Locate each line in the rows below that contains the string "background" and copy it. The match is case-sensitive.
━━━━━ DATASET CONTENT ━━━━━
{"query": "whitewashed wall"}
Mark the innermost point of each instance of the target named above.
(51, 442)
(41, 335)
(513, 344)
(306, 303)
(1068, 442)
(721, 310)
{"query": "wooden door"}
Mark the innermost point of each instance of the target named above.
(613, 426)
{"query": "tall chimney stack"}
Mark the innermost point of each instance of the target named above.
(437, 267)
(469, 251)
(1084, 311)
━━━━━
━━━━━ DATASET CONTENT ━━━━━
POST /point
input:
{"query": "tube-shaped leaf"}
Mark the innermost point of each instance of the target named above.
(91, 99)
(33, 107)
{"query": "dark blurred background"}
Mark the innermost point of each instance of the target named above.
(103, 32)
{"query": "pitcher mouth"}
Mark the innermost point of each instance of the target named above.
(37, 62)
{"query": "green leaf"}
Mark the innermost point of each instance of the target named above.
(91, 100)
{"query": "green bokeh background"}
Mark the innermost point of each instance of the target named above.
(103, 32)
━━━━━
━━━━━ DATASET CONTENT ━━━━━
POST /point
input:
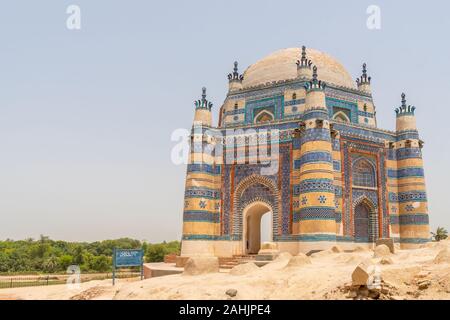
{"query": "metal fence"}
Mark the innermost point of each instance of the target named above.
━━━━━
— THE REPLY —
{"query": "dark blurred background"}
{"query": "green bokeh background"}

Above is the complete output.